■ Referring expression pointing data
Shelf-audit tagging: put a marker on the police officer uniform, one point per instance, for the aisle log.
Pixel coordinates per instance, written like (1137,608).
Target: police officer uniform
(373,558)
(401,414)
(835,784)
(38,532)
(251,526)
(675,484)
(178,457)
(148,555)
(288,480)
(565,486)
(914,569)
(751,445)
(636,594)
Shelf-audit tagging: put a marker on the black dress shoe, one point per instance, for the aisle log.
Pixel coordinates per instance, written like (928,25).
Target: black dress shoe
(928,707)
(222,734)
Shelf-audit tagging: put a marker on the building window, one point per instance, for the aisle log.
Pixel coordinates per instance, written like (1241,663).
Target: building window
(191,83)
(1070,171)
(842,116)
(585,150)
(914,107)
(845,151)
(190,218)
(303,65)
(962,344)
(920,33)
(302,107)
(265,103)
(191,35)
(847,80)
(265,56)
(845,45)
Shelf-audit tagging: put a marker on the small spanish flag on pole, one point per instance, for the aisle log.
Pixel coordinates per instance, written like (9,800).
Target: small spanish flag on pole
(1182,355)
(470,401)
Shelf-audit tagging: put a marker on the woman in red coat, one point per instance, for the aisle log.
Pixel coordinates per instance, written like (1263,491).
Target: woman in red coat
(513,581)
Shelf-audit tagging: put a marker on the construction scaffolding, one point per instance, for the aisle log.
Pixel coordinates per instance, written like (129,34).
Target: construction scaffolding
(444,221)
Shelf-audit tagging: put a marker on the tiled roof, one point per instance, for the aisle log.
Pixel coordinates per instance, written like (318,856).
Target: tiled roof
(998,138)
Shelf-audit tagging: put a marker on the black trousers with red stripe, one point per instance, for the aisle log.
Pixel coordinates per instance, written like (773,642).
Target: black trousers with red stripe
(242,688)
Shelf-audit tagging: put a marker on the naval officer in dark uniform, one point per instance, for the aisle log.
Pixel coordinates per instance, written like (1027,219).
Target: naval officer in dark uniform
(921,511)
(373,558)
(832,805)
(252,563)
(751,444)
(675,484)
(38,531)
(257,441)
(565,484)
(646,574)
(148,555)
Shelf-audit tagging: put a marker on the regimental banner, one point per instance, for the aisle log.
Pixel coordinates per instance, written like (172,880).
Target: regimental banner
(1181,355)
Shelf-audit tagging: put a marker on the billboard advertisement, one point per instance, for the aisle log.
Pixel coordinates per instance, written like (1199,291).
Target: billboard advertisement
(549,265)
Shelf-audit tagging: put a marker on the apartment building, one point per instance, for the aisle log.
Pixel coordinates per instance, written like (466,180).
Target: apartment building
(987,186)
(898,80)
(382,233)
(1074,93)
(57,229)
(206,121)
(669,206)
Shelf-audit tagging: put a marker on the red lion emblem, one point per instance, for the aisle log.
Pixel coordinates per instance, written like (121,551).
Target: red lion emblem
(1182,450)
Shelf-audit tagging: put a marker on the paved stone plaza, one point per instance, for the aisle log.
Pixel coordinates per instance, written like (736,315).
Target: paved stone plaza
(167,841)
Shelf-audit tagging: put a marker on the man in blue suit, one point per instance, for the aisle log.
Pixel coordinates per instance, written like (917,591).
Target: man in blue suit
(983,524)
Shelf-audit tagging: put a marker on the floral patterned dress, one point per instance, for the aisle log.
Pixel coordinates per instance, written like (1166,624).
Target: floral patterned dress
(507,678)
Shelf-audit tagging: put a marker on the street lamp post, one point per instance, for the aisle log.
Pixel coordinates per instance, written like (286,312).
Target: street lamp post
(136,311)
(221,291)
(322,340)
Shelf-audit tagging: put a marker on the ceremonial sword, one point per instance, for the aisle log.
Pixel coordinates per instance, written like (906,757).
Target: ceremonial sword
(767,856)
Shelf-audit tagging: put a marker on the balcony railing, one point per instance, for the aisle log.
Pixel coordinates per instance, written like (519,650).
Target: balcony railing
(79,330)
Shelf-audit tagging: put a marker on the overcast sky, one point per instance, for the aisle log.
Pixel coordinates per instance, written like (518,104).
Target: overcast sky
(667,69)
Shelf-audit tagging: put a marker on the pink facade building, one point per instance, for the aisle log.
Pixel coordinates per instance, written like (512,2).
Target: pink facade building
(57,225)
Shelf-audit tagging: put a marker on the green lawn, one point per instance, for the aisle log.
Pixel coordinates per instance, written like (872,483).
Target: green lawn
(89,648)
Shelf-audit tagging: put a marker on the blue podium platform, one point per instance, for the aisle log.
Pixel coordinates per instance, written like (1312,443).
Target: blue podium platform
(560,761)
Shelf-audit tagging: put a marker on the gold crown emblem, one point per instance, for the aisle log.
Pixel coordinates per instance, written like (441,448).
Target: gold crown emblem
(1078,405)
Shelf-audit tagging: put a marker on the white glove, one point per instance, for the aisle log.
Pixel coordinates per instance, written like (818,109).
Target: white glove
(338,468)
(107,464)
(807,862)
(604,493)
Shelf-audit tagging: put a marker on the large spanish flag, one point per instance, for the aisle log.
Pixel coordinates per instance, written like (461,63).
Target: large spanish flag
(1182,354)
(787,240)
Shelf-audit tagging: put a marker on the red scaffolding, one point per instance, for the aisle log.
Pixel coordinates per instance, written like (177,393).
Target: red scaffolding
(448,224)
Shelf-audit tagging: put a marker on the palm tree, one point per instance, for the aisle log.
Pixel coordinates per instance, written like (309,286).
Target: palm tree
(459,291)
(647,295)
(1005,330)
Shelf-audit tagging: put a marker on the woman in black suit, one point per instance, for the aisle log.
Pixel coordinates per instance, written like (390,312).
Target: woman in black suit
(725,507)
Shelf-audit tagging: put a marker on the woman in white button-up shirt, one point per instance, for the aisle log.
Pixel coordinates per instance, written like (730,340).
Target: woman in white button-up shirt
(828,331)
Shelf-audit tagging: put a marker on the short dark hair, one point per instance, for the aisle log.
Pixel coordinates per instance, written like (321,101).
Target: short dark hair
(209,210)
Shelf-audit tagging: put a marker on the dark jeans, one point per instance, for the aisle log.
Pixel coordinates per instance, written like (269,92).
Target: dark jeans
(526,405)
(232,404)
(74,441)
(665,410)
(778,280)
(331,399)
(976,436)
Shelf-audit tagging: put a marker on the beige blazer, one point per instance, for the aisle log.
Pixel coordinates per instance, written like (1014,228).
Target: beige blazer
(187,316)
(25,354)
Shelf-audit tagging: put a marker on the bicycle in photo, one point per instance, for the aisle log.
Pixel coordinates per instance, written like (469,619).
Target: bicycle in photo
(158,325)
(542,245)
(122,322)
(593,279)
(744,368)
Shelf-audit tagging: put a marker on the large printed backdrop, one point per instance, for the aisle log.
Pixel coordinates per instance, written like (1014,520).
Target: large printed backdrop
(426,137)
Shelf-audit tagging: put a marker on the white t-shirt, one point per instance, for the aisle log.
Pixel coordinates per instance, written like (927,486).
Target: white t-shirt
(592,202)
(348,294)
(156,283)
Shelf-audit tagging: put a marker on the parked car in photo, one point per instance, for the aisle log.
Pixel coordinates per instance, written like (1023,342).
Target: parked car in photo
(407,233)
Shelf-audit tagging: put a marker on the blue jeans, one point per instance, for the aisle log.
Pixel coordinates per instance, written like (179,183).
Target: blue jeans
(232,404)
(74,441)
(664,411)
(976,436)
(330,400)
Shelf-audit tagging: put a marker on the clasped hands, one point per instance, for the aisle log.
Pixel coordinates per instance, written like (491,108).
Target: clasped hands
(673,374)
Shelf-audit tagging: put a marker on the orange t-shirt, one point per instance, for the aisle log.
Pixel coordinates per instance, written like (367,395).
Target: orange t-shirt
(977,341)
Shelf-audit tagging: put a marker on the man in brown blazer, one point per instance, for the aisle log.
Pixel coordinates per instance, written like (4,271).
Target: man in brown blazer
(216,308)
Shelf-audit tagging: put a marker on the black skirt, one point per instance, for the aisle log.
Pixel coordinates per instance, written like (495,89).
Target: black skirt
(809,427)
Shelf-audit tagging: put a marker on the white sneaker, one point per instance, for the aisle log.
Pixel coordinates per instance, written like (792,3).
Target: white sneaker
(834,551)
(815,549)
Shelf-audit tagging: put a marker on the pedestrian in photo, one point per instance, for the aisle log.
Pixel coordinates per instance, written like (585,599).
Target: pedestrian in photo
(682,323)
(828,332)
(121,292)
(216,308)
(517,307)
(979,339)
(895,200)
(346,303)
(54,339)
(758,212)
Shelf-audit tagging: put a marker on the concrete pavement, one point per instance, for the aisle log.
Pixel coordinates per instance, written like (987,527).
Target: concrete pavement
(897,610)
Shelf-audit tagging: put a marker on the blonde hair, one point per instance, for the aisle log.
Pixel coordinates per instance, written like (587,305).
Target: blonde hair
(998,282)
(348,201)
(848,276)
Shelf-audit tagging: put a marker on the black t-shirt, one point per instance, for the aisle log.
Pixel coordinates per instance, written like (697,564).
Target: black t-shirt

■ YOUR OBJECTIVE
Could you reproduce exactly the lines of the entries above, from the one with "Shelf-audit tagging: put a marker on the balcony" through the one with "Pixel coordinates per instance, written like (518,104).", and nothing else?

■ RESULT
Shelf-audit tagging: put a marker on the balcony railing, one point per instance, for the aisle log.
Pixel coordinates per instance, written like (519,650).
Target: balcony railing
(79,330)
Shelf-audit tagging: put a marker on the overcast sky, one point per instance, for the aisle log.
Pixel coordinates per instance, written like (518,104).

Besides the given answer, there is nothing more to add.